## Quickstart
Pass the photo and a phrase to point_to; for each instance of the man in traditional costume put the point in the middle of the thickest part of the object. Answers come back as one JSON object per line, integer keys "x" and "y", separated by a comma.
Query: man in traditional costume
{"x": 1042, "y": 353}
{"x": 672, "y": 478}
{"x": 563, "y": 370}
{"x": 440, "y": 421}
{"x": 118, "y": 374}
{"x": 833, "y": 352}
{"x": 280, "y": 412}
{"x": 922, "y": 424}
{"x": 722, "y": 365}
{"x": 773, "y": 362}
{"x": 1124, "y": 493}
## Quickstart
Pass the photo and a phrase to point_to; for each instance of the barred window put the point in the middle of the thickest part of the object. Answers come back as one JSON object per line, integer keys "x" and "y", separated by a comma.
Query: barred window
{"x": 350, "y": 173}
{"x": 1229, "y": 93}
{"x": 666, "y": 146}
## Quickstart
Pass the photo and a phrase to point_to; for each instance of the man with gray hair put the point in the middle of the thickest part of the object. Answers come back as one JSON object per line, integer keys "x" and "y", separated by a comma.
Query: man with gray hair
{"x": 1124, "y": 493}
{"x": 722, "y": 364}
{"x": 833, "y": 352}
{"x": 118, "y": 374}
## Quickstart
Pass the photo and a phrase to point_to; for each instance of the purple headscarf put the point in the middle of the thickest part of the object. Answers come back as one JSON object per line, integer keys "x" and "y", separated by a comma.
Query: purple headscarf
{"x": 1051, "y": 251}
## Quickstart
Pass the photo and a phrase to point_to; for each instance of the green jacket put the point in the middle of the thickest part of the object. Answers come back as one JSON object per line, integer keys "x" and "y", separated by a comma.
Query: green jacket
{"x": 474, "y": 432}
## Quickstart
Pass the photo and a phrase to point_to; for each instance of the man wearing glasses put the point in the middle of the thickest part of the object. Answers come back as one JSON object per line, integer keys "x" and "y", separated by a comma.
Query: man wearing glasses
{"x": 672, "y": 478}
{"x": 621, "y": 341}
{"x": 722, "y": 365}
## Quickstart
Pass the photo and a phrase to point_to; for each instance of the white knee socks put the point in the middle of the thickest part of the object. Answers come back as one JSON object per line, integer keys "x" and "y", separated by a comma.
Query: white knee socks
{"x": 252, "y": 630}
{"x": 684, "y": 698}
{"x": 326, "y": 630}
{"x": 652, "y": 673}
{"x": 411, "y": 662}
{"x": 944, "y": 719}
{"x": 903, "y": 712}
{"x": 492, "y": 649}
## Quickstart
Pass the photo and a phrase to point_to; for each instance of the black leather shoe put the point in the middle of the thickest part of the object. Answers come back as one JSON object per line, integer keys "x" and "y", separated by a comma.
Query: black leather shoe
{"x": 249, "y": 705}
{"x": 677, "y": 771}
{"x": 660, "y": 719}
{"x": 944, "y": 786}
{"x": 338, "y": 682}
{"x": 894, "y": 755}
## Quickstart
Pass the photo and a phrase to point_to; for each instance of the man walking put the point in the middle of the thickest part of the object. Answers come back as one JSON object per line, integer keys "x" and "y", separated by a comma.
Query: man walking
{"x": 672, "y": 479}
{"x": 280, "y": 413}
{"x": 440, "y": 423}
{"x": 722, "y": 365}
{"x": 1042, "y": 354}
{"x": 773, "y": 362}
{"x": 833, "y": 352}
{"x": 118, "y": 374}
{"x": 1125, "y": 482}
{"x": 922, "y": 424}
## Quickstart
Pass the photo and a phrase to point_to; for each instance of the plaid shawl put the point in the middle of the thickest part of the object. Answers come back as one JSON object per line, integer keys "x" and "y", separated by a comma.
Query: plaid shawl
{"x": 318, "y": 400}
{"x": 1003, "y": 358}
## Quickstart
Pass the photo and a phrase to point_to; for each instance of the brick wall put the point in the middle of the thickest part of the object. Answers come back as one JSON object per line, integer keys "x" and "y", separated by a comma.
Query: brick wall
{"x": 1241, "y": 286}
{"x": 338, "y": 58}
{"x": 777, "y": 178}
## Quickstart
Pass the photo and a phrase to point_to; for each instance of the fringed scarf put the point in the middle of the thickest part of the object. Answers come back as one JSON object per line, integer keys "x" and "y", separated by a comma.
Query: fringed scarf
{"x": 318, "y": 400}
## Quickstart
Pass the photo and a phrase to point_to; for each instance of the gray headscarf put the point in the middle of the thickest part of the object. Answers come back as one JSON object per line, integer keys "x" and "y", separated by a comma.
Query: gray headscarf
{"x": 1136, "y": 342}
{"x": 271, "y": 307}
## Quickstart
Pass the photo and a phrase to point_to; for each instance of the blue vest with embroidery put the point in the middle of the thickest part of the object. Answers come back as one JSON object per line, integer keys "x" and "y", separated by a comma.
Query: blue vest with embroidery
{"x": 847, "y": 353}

##########

• _WRITTEN TASK_
Can you format the data above, starting at its first line and ending at the line that contains "Query: man in traditional costume", as a JSON list of strings with one string per line and no blank lines?

• _RESULT FOR THIS TASK_
[
  "## Quickstart",
  "Pass the photo and a phrase to point_to; for each instance of the man in traditional costume put the point in the middle of the thickest part of the object. Answers come back as one JSON object per line, integer keys \"x\" and \"y\", separated by a comma.",
  "Query: man in traditional costume"
]